## Assignment
The entries are to be returned exactly as written.

## Input records
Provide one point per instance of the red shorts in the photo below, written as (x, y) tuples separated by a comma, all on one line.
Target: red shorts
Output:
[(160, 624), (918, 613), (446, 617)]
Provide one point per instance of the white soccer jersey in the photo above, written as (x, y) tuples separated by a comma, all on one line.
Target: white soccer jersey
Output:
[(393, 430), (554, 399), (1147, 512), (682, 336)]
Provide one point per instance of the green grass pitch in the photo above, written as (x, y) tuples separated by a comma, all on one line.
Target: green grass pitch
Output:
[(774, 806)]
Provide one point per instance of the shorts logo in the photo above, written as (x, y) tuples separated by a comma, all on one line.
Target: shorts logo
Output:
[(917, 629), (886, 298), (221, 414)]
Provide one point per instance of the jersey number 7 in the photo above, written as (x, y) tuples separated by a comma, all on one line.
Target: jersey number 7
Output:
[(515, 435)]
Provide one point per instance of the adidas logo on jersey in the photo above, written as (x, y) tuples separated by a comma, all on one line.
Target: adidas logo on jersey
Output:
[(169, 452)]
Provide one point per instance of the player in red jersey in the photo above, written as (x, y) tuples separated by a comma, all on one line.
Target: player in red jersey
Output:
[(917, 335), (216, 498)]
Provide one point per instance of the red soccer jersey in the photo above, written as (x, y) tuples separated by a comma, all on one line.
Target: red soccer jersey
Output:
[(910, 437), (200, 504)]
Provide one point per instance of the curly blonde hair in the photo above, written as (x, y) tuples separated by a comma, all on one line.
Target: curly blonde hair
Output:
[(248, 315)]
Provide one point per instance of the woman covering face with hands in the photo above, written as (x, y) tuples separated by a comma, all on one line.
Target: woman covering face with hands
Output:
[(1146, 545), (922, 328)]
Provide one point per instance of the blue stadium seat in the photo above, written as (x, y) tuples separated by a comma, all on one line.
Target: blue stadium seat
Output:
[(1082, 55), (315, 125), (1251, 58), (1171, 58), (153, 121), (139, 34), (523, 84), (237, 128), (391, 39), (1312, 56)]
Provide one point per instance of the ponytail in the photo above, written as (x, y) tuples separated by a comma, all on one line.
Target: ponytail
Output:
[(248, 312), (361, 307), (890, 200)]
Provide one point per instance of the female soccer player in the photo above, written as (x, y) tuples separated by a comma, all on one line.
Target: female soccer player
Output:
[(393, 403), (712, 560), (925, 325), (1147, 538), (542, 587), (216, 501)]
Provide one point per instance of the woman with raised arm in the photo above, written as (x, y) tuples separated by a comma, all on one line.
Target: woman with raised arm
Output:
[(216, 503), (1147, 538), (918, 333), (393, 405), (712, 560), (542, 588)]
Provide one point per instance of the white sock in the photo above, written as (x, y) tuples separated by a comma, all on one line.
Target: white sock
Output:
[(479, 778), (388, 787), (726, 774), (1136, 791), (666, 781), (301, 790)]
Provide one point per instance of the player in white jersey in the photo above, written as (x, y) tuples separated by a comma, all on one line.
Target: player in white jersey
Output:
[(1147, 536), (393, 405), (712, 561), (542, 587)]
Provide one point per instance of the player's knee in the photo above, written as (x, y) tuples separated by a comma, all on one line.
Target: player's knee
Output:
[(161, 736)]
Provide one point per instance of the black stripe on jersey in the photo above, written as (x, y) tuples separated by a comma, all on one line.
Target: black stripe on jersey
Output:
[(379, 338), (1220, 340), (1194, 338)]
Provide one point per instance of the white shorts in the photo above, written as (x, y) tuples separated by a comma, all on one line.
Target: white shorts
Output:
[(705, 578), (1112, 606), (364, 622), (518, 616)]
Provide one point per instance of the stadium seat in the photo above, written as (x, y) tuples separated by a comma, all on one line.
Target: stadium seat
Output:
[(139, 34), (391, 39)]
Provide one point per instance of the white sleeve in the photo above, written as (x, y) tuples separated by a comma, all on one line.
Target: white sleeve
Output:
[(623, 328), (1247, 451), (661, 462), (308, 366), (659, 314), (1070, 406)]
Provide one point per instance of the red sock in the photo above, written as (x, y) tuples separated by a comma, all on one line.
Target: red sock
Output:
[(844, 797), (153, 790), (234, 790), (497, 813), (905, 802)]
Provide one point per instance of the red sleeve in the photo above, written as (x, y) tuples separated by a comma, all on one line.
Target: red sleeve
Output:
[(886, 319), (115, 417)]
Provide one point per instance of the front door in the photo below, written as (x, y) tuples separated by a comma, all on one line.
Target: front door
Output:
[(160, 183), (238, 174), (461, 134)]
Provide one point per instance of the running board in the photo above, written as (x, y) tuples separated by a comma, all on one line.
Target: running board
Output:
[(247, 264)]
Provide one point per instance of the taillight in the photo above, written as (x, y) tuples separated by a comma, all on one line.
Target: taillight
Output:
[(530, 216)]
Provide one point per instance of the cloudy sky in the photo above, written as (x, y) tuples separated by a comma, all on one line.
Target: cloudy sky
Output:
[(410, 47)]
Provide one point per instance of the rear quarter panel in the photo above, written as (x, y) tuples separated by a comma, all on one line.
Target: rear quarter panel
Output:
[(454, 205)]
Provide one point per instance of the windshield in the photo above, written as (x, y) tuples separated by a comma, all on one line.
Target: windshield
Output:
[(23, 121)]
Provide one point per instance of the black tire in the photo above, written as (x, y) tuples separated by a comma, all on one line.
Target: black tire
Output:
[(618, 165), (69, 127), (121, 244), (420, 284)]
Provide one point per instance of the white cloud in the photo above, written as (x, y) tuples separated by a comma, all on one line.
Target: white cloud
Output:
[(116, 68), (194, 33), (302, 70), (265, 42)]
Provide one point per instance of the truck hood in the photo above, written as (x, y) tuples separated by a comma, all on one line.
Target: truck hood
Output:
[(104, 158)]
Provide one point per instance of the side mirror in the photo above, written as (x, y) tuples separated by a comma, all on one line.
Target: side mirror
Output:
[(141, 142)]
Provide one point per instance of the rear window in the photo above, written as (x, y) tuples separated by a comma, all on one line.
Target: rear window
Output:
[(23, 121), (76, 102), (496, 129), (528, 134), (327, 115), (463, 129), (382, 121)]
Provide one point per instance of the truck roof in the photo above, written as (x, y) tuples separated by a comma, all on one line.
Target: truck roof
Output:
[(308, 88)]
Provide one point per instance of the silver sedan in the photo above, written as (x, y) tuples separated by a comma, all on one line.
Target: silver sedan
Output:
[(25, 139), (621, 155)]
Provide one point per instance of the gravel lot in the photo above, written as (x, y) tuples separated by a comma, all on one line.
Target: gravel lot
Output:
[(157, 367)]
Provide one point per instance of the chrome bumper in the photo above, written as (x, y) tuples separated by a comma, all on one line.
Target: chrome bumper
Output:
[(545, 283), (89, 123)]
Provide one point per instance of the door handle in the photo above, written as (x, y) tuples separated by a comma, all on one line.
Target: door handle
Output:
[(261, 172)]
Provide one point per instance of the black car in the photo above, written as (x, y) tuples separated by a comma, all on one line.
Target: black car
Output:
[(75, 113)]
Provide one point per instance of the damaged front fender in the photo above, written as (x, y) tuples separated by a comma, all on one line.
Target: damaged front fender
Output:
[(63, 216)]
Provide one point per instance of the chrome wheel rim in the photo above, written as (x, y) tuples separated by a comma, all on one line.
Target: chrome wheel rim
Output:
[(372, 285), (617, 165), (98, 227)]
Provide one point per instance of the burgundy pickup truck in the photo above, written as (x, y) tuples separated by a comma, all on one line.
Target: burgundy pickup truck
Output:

## Finished exercise
Provide one point per instance of the red shorts in the photo below, written as (x, y) tuples separated by a comma, all on one line.
Target: red shorts
Output:
[(160, 624), (918, 613), (446, 617)]
Provide one point per instance of the white soccer jersey in the photo above, written as (x, y) tuples separated by a comma, all on one line.
Target: white soccer jersey
Output:
[(393, 430), (554, 399), (1147, 512), (682, 336)]
Provide one point per instance of the green grass pitch in the photo above, written as (x, y) tuples separated by a comma, all on one line.
Target: green grass pitch
Output:
[(774, 806)]
Provide one point per instance of the shorts logo in the photo above, written as (x, y) tuples separated by a comma, all on one line.
Target: shorts logo
Output:
[(917, 629), (886, 298), (221, 414)]
Provide one point per instance of the jersey number 7 in the photo above, written as (x, y) tuples separated by a comma, all on one line.
Target: jersey number 7
Output:
[(515, 435)]
Provide one point per instance of the adidas logo on jersey in the photo above, written as (x, y) tuples separated by a comma, all on one line.
Target: adidas logo on jersey
Output:
[(169, 452)]
Provide one point per instance of the player in red jersey in the photo above, written as (x, y) tuples separated by a comma, all on one line.
Target: player in red jersey
Output:
[(917, 335), (216, 498)]
Provide one point per instance of the red soccer jersey in the photo above, written as (x, y) tuples separated by a comma, all on one line.
Target: red soccer jersey
Output:
[(910, 437), (200, 504)]
Provide one point per instance of the curly blonde hair in the photo above, written as (x, y) tuples separated by a comma, all on one line.
Target: curly blonde hair
Output:
[(248, 315)]
Provide one point per instance of the woman covering face with hands in the photo above, written as (x, y) tuples separated by a comma, all on one line.
Target: woman covering face with hands
Output:
[(1146, 545), (922, 328)]
Provide one point per instance of the blue stadium seat in the photo above, written as (x, y) tuples separated by a comma, all on one line.
Target: blue stadium seat
Output:
[(1082, 55), (315, 125), (1251, 58), (1171, 58), (153, 121), (139, 34), (523, 84), (237, 128), (391, 39), (1312, 56)]
Provide one point per instance of the ponytail in the photo above, written as (x, y) tuples separated by a comma, all on one line.
Target: ponytail
Output:
[(248, 312), (361, 307), (890, 200)]
Provide one point per instance of the female soccer player in the photo above, written as (x, y) tuples separated by a comma, all on one line.
Target: female soccer player
Output:
[(393, 403), (712, 560), (925, 325), (1147, 538), (542, 587), (216, 501)]
Provide one point per instance of the woman with raised arm in the photo above, written as (x, y) tuples separated by a comma, all on one line.
Target: woman with raised arm
Output:
[(216, 503), (1147, 538), (918, 333), (393, 405), (712, 560), (542, 588)]
Provide one point per instance of the white sock in the photo above, written as (x, y) tuples separated by a comma, all on one line.
Target: white sock
Output:
[(479, 778), (388, 787), (726, 774), (1136, 791), (666, 781), (301, 790)]
Provide one point per instance of the player in white jersey in the photo above, written as (x, y) tuples separated by a comma, all on one line.
Target: player in white jersey
Output:
[(1147, 536), (393, 405), (712, 561), (542, 587)]
Provide one point per instance of the player's knee in the photo above, written as (x, y) tuples separated by a comma, all on one line.
Target: player's knee
Output:
[(161, 736)]
Provide one point per instance of the black stripe on jersey in the photo above, written as (x, y) tuples separated by a comma, all on one line.
Target: black stripe on jersey
Output:
[(379, 338), (1220, 340), (1194, 338)]
Provide one point per instance of the white shorts in the photo above, written as (x, y) tuples separated by a comma, all on one line.
Target: white shorts
Output:
[(705, 578), (1112, 606), (364, 622), (518, 616)]
Provide one point per instance of the stadium seat in the photo above, written as (x, y) tuples separated by a comma, all on one line.
Target: stadium seat
Output:
[(139, 34), (391, 39)]
Provide one point per instance of the white sleeve in the photo above, written as (x, y) tuples separated by a comma, all on one line.
Target: white sleeve
Output:
[(623, 328), (1247, 451), (661, 462), (308, 366), (659, 314), (1070, 406)]
Provide one point per instance of the red sock in the photo above, written as (x, y) tuples separated by a comma, all on one line.
Target: red sock
Output:
[(844, 797), (153, 790), (234, 790), (497, 813), (905, 802)]
Provide one point per instance of the red sleeve in the photo above, written as (x, y) tuples separated by a comma, all on one line.
Target: red sleeve
Output:
[(886, 319), (115, 417)]
Provide one point per instance of the front door in the photo below, written as (x, y) tuples separated by a comma, all on one line.
Target: front door
Output:
[(160, 183), (238, 174), (461, 134)]
Provide one point per instance of the running board in the photo above, written as (x, y) tuples separated by a comma, all on one line.
Target: running board
Output:
[(247, 264)]
Provide one point per instance of the taillight in the photo above, written as (x, y) tuples separated by a comma, all on one line.
Target: taillight
Output:
[(530, 216)]
Provide one point per instance of the cloudy sky in the photo above, written as (x, y) tuples separated by a comma, all on one line.
Target: cloudy sky
Output:
[(410, 47)]
Provide one point per instance of the rear quarter panel in the photo above, written as (x, y) tuples separated by a comma, all on one line.
Target: rear quarter panel
Output:
[(454, 205)]
Provide one point per instance of the windshield in the photo above, written as (x, y) tuples separated by a comma, all on one line.
Target: windshield
Output:
[(23, 121)]
Provide one point per instance of the black tire in the photo above, written as (x, y) tuples separated by a comma, all on one line.
Target: black tire
Output:
[(618, 165), (69, 127), (121, 244), (420, 284)]
Provide one point per instance of the white cloud in the photo above, written as (x, y) tuples separated by a comma, all on one line.
Target: white cloud
Output:
[(116, 68), (194, 33), (302, 70), (265, 42)]
Provide one point per instance of the truck hood in the photo above, written as (x, y) tuples separated by a comma, all on one line.
Target: truck hood
Output:
[(104, 158)]
Provide one point per instance of the side mirror in the photo above, written as (x, y) tuples separated by a comma, all on one line.
Target: side mirror
Output:
[(141, 142)]
Provide one point per instance of the rear window in the photo above, written as (x, y) tuples separated by a comma, all on one line.
Target: rear window
Output:
[(23, 121), (76, 102), (496, 129), (528, 134), (327, 115), (463, 129), (382, 121)]
Provide one point per instance of the truck roof in the photo above, written as (x, y) tuples separated by a comma, all on one line.
Target: truck roof
Output:
[(308, 88)]
Provide one point per instance of the silver sedan in the photo above, written as (x, y) tuples separated by a comma, all on one line.
Target: silver sedan
Output:
[(25, 139), (621, 155)]
Provide one point per instance of the gravel lot in the photo above, written as (x, y) tuples separated by a comma, all on one line.
Target: gravel lot
Output:
[(157, 367)]
Provide one point per instance of the chrome bumper in the photo above, written as (x, y) tuples separated by a comma, all on one line.
Target: chrome bumper
Output:
[(545, 283), (89, 123)]
Provide one point per instance of the door handle in the photo above, written as (x, y) tuples separated by a comma, all on one line.
Target: door handle
Output:
[(261, 172)]
Provide one point per instance of the black car in the photo above, written as (x, y) tuples separated by a comma, all on one line.
Target: black car
Output:
[(75, 113)]
Provide one point per instance of the damaged front fender in the photo above, written as (x, y) tuples separated by a comma, all on one line.
Target: damaged front fender
Output:
[(63, 216)]
Provide one point per instance of the chrome wheel rim in the photo above, written as (x, y) tuples separated by a comma, all on one line.
Target: chrome wheel rim
Output:
[(372, 285), (617, 165), (98, 227)]
Provide one point per instance of the burgundy pickup truck in the photo above, written as (x, y) tuples separated by a comma, all on one line.
Target: burgundy pickup truck
Output:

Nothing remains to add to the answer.